Excerpt provided:
* Begin *
On Wednesday, September 9, 2020 at 6:41:13 AM UTC-4 t1hom7as wrote:
> I am actually trying to do something very similar, but I can't really tell
> if it is the same or not.
> Basically, I have a metric that gives me the status of up or down, being 1
> or 0 respectively in the value field.
>
> I would like to somehow find out from when the value went FROM 0 TO 1, so
> how long it has been.
> In this case, how long since it changed to 1 to the current timestamp,
> therefore I should be able to measure the uptime value of that metric.
>
> Open to ideas, as I can't seem to get this working, eventually I would
> like to present this into grafana so I can show the uptime of that metric.
>
> On Friday, 3 April 2020 at 10:01:52 UTC+1 [email protected] wrote:
>
>> ANSWERED!
>> From Stackoverflow:
>>
>> Summing up our discussion: the evaluation interval is too big; after 5
>> minutes, a metric becomes [stale][1]. This means that when the expression
>> is evaluated, the right hand side of your `OR` expression is no longer
>> considered by Prometheus and thus is always empty.
>>
>> Your second issue is that your record rule is adding some labels to the
>> original metric and you get some complaint by Prometheus. This is not
>> because the labels already exists: in [recording rules][3], labels
>> overwrite the existing labels.
* End *
Supplied records:
* Begin *
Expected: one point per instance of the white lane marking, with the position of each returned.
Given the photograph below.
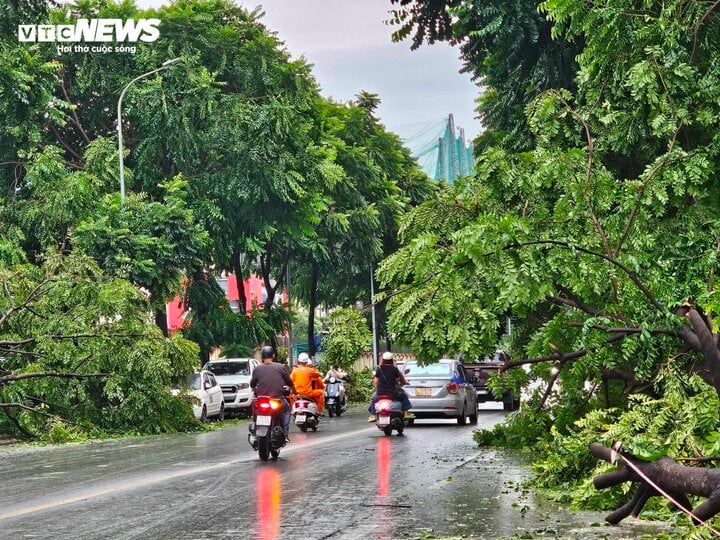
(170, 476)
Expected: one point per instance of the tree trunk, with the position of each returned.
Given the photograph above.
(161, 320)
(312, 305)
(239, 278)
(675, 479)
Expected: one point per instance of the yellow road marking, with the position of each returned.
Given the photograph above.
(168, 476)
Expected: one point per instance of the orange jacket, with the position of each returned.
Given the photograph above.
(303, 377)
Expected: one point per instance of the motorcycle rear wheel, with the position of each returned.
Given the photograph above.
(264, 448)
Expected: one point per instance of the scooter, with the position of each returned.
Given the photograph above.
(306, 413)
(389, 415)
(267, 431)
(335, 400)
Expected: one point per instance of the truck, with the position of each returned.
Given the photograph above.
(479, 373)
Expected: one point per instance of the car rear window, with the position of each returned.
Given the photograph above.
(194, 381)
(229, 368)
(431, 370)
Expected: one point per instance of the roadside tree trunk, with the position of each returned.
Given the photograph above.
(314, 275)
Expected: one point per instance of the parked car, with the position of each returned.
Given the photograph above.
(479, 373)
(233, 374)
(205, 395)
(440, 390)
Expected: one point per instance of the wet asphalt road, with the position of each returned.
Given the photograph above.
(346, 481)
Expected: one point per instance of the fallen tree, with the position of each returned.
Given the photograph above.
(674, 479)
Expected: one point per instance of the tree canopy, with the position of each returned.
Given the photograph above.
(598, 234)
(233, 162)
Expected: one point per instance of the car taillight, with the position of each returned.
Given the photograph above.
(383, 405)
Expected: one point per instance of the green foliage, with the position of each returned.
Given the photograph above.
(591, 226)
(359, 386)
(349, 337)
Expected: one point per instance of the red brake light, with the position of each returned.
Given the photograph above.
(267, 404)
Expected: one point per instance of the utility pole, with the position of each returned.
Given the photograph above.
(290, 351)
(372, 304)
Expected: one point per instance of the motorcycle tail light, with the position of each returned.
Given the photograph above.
* End *
Aim of the task: Rewrite the forum thread's passage starting with "On Wednesday, September" and going on through "uptime of that metric.", putting "availability" wherever "uptime" appears.

Task result:
On Wednesday, September 9, 2020 at 6:41:13 AM UTC-4 t1hom7as wrote:
> I am actually trying to do something very similar, but I can't really tell
> if it is the same or not.
> Basically, I have a metric that gives me the status of up or down, being 1
> or 0 respectively in the value field.
>
> I would like to somehow find out from when the value went FROM 0 TO 1, so
> how long it has been.
> In this case, how long since it changed to 1 to the current timestamp,
> therefore I should be able to measure the availability value of that metric.
>
> Open to ideas, as I can't seem to get this working, eventually I would
> like to present this into grafana so I can show the availability of that metric.